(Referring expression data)
▬▬▬▬▬▬▬▬▬▬
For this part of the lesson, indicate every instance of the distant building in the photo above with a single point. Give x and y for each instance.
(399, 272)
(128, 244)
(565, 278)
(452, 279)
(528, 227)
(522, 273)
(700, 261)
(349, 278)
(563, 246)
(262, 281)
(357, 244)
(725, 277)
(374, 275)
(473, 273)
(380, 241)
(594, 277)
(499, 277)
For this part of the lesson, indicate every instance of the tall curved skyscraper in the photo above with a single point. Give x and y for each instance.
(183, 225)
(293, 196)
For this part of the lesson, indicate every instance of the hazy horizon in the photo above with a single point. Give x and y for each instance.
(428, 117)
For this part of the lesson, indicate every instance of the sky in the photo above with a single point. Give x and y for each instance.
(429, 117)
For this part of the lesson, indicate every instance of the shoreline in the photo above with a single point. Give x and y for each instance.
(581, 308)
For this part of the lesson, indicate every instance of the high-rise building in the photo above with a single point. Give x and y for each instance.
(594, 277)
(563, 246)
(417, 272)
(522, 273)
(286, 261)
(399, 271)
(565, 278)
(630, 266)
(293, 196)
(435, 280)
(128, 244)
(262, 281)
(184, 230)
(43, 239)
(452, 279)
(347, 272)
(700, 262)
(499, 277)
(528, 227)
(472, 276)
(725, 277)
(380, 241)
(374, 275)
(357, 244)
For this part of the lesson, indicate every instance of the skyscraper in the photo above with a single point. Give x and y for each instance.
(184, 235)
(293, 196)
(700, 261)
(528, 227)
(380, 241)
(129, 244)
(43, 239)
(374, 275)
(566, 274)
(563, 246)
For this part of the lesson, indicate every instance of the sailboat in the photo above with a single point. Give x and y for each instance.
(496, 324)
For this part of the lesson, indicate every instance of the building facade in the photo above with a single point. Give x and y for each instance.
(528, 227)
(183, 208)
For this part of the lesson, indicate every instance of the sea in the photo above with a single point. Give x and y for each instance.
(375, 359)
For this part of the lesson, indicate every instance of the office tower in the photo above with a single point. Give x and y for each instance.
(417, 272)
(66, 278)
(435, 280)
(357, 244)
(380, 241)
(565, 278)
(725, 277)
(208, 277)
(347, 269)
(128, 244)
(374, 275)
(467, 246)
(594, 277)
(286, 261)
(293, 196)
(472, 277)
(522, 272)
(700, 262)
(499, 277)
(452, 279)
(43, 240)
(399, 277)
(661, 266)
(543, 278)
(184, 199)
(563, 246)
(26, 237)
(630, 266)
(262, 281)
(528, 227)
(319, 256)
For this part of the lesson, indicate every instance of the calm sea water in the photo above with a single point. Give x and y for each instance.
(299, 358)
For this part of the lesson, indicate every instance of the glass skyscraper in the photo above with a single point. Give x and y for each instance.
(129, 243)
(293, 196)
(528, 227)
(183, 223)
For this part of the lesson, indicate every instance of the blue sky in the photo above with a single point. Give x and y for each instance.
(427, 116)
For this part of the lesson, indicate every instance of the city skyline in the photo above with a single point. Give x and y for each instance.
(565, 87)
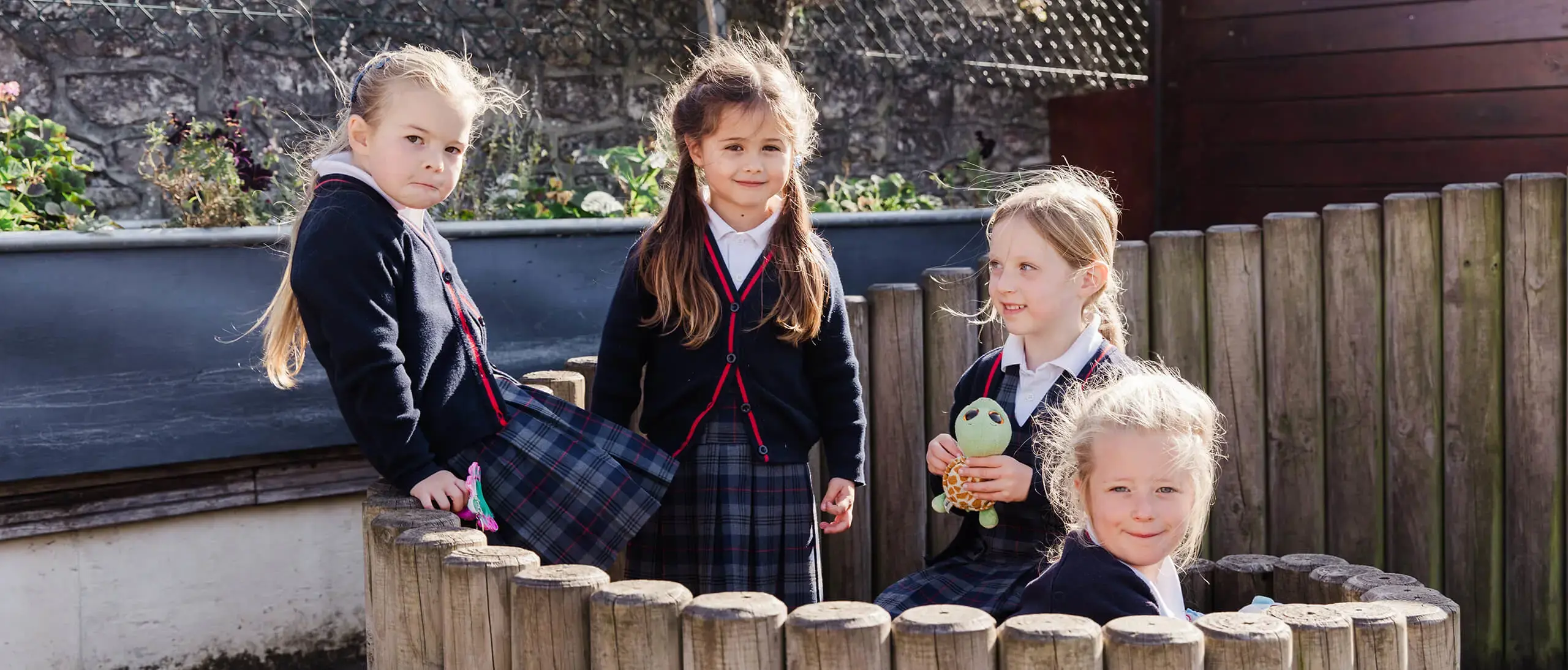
▬▬▬▬▬▬▬▬▬▬
Task to complete — Restate the data above exactly, stripping out each image.

Your response —
For this part of the lesson, indicate every instance of the distant building in the photo above with a single point. Give x and y for each instance.
(399, 272)
(128, 244)
(565, 278)
(452, 279)
(528, 227)
(522, 273)
(700, 261)
(349, 278)
(563, 246)
(262, 281)
(357, 244)
(725, 277)
(374, 275)
(473, 273)
(380, 241)
(594, 277)
(499, 277)
For this part of the lesson, indicate every instance of the tall curved skyscraper in the photo above with a single point. Give x and y for each instance.
(183, 225)
(293, 196)
For this part of the lesson, indicate every instance of the hazy horizon in the photo above with a single point. Give x and y for each instance.
(428, 117)
For this part of the lesson, indicate every instance of the sky in the photo above with a single point. Give x and y for each instance.
(429, 117)
For this part of the lesson, indicate every instance of the shoreline in the photo above with a single point. Give x and y for each instance.
(581, 308)
For this part of the lesson, indicate every instance of the high-rise building in the photo above with a single point. Give x and y for each instance.
(594, 277)
(563, 246)
(417, 272)
(522, 273)
(286, 261)
(399, 271)
(565, 278)
(630, 266)
(293, 196)
(435, 280)
(128, 244)
(262, 281)
(184, 230)
(43, 239)
(452, 279)
(347, 272)
(700, 262)
(499, 277)
(528, 227)
(472, 276)
(725, 277)
(380, 241)
(374, 275)
(357, 244)
For this part of the lesson, indicate every instance of the skyscraper in the photo above with a single point. Give x and y for each instance.
(184, 235)
(293, 196)
(700, 261)
(528, 227)
(380, 241)
(129, 244)
(43, 239)
(374, 275)
(566, 274)
(563, 246)
For this part of the lesson, indicate every instance of the sailboat in the photo above with a single point. Give x and y for each instance.
(496, 324)
For this part of the lesson, indicate every instance of the building facade in the photo above with a single point. Give x and y for each instance.
(528, 227)
(183, 208)
For this part of the lesson, indicate every instance of the sea in the photo above with a single point. Give x and y for each instance.
(375, 359)
For this part of the lesson, indicate every instance of the office tower in the photo above with a single point. Give x and y for each instance.
(417, 272)
(66, 278)
(435, 280)
(357, 244)
(380, 241)
(565, 278)
(725, 277)
(208, 277)
(347, 269)
(128, 244)
(374, 275)
(467, 246)
(594, 277)
(286, 261)
(293, 196)
(472, 277)
(522, 272)
(700, 262)
(499, 277)
(452, 279)
(43, 240)
(399, 277)
(661, 266)
(543, 278)
(184, 199)
(563, 246)
(26, 237)
(630, 266)
(262, 281)
(528, 227)
(319, 256)
For this part of the lesson, indicate every instance of the calm sea water in the photo above with a single point. Give x and y for each instance.
(299, 358)
For this part of the lesson, indicate every instance of the glass skyscraper in the photo above with a single point. Give x and y for each instance.
(129, 243)
(293, 196)
(528, 227)
(183, 223)
For this part of the lesson, indicate every instance of the blue sky in the photo above with a single point. Give x and y for each instance.
(427, 116)
For this part of the lesson, indicate every instance of the city skyline in the photo above with a single point. Give x and y for each instance.
(565, 87)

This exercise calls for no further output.